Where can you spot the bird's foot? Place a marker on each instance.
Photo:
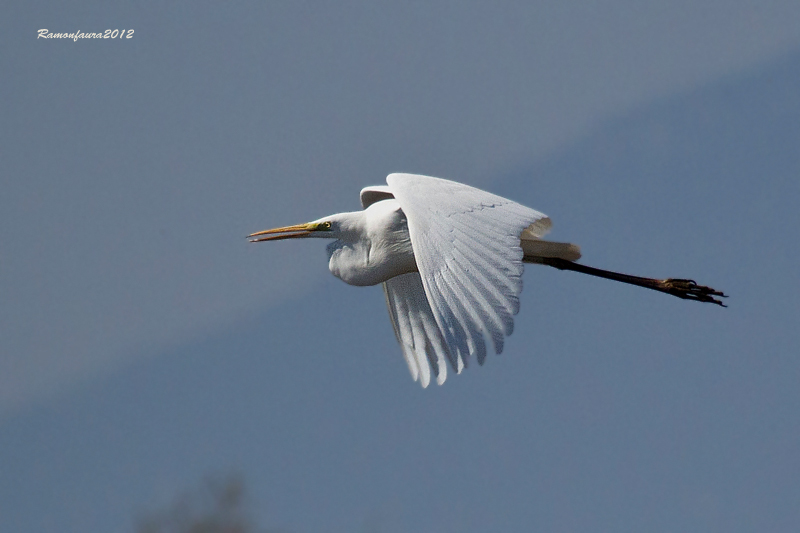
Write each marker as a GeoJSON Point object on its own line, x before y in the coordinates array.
{"type": "Point", "coordinates": [688, 289]}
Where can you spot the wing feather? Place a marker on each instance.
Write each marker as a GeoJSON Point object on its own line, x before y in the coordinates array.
{"type": "Point", "coordinates": [415, 327]}
{"type": "Point", "coordinates": [467, 247]}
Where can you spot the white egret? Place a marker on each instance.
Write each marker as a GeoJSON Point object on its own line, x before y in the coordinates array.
{"type": "Point", "coordinates": [450, 258]}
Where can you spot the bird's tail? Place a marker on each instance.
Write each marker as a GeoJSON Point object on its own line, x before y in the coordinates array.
{"type": "Point", "coordinates": [535, 250]}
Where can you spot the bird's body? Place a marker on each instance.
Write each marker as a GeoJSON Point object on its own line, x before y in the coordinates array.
{"type": "Point", "coordinates": [450, 258]}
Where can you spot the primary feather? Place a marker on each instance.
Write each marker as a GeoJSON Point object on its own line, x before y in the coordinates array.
{"type": "Point", "coordinates": [466, 244]}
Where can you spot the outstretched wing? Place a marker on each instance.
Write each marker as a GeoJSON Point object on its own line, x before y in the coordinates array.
{"type": "Point", "coordinates": [414, 325]}
{"type": "Point", "coordinates": [416, 329]}
{"type": "Point", "coordinates": [467, 247]}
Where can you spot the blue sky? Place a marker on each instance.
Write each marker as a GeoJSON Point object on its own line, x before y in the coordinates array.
{"type": "Point", "coordinates": [145, 344]}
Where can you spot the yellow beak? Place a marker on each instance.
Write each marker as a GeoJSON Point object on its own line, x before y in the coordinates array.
{"type": "Point", "coordinates": [286, 232]}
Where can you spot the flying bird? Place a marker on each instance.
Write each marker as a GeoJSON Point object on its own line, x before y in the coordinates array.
{"type": "Point", "coordinates": [450, 259]}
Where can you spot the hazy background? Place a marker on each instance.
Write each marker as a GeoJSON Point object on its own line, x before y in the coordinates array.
{"type": "Point", "coordinates": [144, 343]}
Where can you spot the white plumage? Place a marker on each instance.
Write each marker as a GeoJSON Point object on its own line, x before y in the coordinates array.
{"type": "Point", "coordinates": [450, 258]}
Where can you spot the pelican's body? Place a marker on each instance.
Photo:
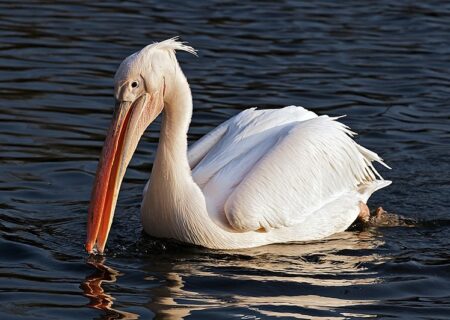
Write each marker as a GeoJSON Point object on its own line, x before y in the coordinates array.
{"type": "Point", "coordinates": [263, 176]}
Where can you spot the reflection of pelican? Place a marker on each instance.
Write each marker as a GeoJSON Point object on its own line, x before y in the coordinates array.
{"type": "Point", "coordinates": [175, 292]}
{"type": "Point", "coordinates": [99, 299]}
{"type": "Point", "coordinates": [192, 285]}
{"type": "Point", "coordinates": [264, 176]}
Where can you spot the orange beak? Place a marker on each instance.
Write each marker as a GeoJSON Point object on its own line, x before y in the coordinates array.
{"type": "Point", "coordinates": [129, 123]}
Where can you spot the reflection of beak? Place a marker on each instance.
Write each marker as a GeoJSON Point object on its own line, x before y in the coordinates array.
{"type": "Point", "coordinates": [129, 123]}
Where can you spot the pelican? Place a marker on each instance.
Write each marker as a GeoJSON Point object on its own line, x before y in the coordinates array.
{"type": "Point", "coordinates": [261, 177]}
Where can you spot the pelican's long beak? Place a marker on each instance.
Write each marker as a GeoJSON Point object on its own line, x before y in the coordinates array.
{"type": "Point", "coordinates": [129, 123]}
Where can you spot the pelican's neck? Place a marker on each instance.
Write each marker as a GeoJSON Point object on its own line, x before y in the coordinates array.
{"type": "Point", "coordinates": [171, 156]}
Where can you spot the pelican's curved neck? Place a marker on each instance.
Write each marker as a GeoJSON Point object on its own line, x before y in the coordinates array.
{"type": "Point", "coordinates": [171, 157]}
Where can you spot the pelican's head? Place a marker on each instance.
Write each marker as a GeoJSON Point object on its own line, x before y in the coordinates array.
{"type": "Point", "coordinates": [141, 85]}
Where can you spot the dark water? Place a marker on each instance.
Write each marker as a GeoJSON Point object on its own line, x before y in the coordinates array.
{"type": "Point", "coordinates": [384, 64]}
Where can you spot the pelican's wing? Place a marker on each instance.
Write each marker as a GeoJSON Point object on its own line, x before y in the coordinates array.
{"type": "Point", "coordinates": [273, 168]}
{"type": "Point", "coordinates": [312, 165]}
{"type": "Point", "coordinates": [200, 148]}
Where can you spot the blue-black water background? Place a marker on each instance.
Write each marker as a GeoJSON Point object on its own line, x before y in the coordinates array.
{"type": "Point", "coordinates": [384, 64]}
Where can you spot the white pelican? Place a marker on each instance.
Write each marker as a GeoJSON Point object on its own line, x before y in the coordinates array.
{"type": "Point", "coordinates": [262, 177]}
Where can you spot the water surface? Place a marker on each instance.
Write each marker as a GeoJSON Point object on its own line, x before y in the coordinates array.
{"type": "Point", "coordinates": [385, 65]}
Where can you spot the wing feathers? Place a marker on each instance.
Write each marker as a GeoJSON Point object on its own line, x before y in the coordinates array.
{"type": "Point", "coordinates": [315, 163]}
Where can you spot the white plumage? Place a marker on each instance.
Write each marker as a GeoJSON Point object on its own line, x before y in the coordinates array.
{"type": "Point", "coordinates": [263, 176]}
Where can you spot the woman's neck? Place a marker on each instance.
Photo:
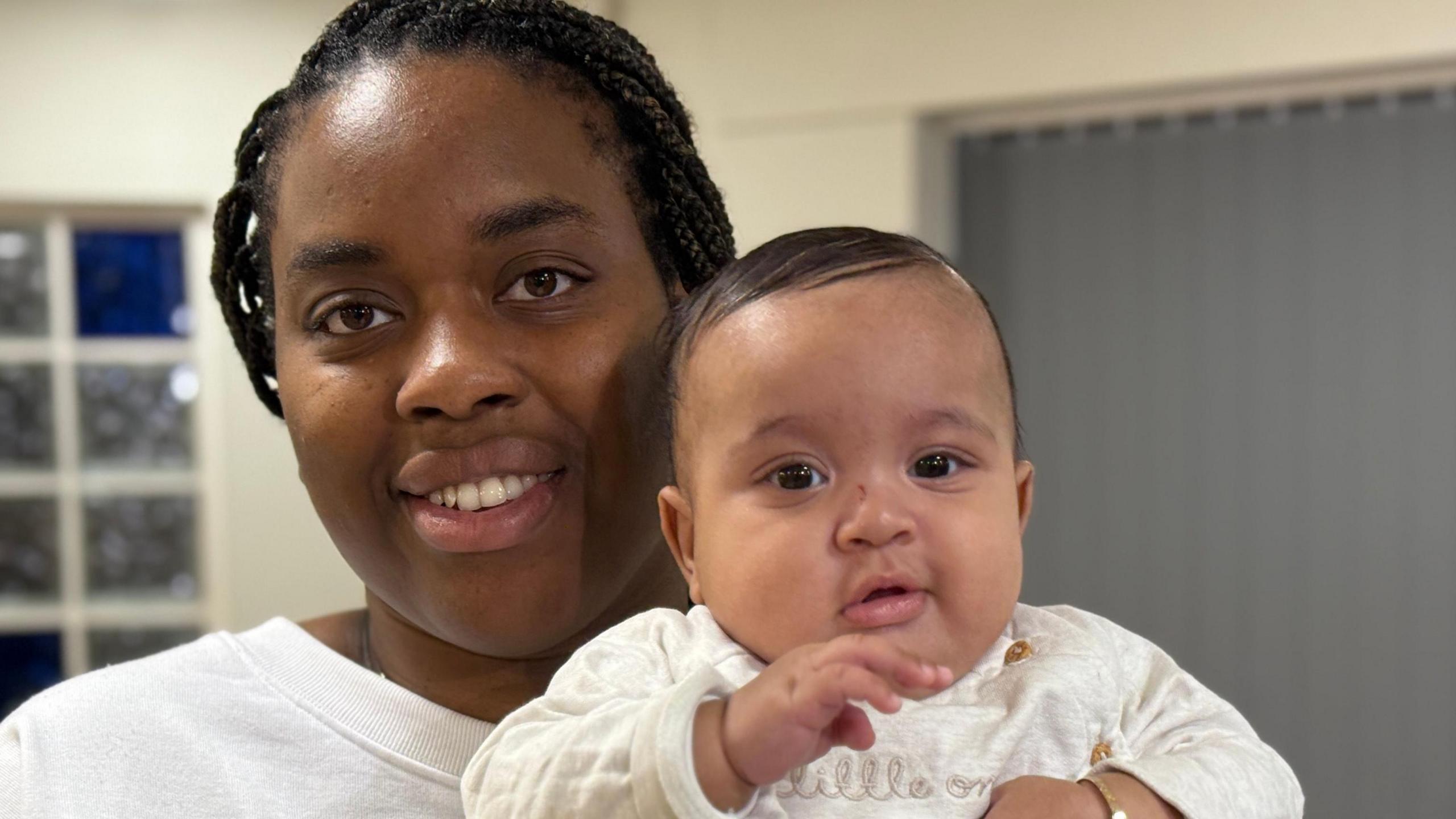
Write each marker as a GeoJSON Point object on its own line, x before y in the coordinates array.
{"type": "Point", "coordinates": [477, 685]}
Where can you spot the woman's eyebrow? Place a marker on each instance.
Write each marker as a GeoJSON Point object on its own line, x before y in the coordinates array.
{"type": "Point", "coordinates": [332, 253]}
{"type": "Point", "coordinates": [531, 214]}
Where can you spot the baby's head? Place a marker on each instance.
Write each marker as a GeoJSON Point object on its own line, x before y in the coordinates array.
{"type": "Point", "coordinates": [845, 449]}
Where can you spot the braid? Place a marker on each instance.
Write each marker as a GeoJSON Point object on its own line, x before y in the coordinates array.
{"type": "Point", "coordinates": [679, 206]}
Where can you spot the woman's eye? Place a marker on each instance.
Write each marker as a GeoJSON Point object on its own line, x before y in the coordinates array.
{"type": "Point", "coordinates": [935, 465]}
{"type": "Point", "coordinates": [799, 477]}
{"type": "Point", "coordinates": [539, 284]}
{"type": "Point", "coordinates": [354, 318]}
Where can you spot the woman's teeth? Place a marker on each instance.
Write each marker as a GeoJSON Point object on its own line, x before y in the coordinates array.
{"type": "Point", "coordinates": [484, 494]}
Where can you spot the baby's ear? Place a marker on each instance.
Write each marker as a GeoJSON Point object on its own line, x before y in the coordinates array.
{"type": "Point", "coordinates": [1025, 486]}
{"type": "Point", "coordinates": [677, 530]}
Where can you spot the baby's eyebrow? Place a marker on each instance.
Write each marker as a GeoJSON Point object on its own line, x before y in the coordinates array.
{"type": "Point", "coordinates": [956, 417]}
{"type": "Point", "coordinates": [778, 424]}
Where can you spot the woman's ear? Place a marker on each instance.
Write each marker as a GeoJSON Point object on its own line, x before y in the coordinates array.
{"type": "Point", "coordinates": [1025, 486]}
{"type": "Point", "coordinates": [677, 530]}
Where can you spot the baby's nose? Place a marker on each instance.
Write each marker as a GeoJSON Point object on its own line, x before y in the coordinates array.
{"type": "Point", "coordinates": [875, 516]}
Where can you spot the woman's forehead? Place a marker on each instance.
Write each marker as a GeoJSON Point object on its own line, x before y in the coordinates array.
{"type": "Point", "coordinates": [437, 142]}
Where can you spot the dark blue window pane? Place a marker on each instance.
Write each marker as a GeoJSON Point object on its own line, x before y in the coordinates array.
{"type": "Point", "coordinates": [28, 664]}
{"type": "Point", "coordinates": [130, 283]}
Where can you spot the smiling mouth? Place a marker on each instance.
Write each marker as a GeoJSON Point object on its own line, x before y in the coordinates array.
{"type": "Point", "coordinates": [488, 493]}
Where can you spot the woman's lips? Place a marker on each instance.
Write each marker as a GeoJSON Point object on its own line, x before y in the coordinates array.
{"type": "Point", "coordinates": [887, 610]}
{"type": "Point", "coordinates": [487, 530]}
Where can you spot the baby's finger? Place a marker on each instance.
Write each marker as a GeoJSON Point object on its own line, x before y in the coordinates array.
{"type": "Point", "coordinates": [911, 675]}
{"type": "Point", "coordinates": [852, 729]}
{"type": "Point", "coordinates": [825, 693]}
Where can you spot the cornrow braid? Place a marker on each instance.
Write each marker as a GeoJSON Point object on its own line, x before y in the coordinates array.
{"type": "Point", "coordinates": [679, 209]}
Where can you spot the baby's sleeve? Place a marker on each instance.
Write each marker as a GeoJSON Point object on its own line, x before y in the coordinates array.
{"type": "Point", "coordinates": [1189, 745]}
{"type": "Point", "coordinates": [612, 738]}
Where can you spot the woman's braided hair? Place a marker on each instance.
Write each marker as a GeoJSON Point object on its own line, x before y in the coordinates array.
{"type": "Point", "coordinates": [679, 208]}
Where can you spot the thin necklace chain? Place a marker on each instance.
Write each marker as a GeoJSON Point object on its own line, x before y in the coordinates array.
{"type": "Point", "coordinates": [366, 649]}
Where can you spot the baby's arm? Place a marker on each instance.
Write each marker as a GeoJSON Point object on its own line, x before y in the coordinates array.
{"type": "Point", "coordinates": [617, 737]}
{"type": "Point", "coordinates": [799, 709]}
{"type": "Point", "coordinates": [610, 735]}
{"type": "Point", "coordinates": [1186, 744]}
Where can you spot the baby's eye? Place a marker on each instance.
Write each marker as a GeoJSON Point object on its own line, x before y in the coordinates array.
{"type": "Point", "coordinates": [354, 318]}
{"type": "Point", "coordinates": [935, 465]}
{"type": "Point", "coordinates": [799, 477]}
{"type": "Point", "coordinates": [539, 284]}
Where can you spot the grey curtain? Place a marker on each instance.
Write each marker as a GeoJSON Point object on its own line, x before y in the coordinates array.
{"type": "Point", "coordinates": [1235, 344]}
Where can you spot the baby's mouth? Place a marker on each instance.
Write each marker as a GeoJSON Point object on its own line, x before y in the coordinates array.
{"type": "Point", "coordinates": [886, 592]}
{"type": "Point", "coordinates": [488, 493]}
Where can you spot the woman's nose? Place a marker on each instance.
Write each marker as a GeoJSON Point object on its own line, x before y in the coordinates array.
{"type": "Point", "coordinates": [459, 371]}
{"type": "Point", "coordinates": [877, 516]}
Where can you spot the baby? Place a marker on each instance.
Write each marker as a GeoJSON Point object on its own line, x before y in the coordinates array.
{"type": "Point", "coordinates": [848, 512]}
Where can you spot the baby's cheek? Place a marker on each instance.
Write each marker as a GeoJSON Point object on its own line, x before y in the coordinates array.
{"type": "Point", "coordinates": [768, 605]}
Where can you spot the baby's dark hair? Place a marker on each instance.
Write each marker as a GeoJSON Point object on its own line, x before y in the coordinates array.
{"type": "Point", "coordinates": [679, 209]}
{"type": "Point", "coordinates": [803, 260]}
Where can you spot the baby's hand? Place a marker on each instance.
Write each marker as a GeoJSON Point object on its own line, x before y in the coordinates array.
{"type": "Point", "coordinates": [1043, 797]}
{"type": "Point", "coordinates": [800, 707]}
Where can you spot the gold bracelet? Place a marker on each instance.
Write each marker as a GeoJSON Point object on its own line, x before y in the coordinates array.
{"type": "Point", "coordinates": [1107, 796]}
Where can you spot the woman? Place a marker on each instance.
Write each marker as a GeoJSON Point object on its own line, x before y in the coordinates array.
{"type": "Point", "coordinates": [445, 260]}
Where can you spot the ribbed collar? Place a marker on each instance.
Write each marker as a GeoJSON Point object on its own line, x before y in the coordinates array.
{"type": "Point", "coordinates": [360, 703]}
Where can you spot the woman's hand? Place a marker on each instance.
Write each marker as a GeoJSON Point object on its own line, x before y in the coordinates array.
{"type": "Point", "coordinates": [1044, 797]}
{"type": "Point", "coordinates": [799, 709]}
☆ ☆ ☆ ☆ ☆ ☆ ☆
### Task description
Reproduce word for word the data from the line with "Where can you spot the woman's hand?" up to and including the last line of the data.

### Solution to this exercise
Where can you spot the woman's hand? Place a marker on each instance.
Write each marker as a GeoJSON Point object on its own line, x before y in the coordinates array.
{"type": "Point", "coordinates": [1044, 797]}
{"type": "Point", "coordinates": [799, 709]}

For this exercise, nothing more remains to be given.